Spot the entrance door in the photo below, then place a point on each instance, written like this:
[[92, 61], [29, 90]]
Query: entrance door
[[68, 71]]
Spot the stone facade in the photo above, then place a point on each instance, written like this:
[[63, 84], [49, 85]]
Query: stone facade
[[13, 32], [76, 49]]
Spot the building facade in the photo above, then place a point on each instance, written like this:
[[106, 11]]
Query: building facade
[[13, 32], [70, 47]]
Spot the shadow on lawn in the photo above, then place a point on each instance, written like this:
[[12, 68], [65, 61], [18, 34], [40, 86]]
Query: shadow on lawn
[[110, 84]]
****************************************
## Given problem
Please update the items above, replacing every "facade" with "frontage" and leaving all else unchanged.

## Solution
Spot the entrance door in the photo below, then place a point on each instance, written like this:
[[92, 61], [29, 90]]
Query: entrance door
[[68, 71]]
Spot the stone frontage in the photo above, then place a point on each instance, written like this:
[[63, 84], [49, 85]]
Query: stone frontage
[[13, 32], [76, 49]]
Spot the building frontage in the photo above, then place a point on each instance, written like this:
[[106, 11]]
Query: building frontage
[[13, 32], [70, 47]]
Spot the shadow on lawn in the photo above, then place a point on each instance, written like this:
[[12, 68], [65, 61], [18, 34], [40, 86]]
Query: shadow on lawn
[[110, 84]]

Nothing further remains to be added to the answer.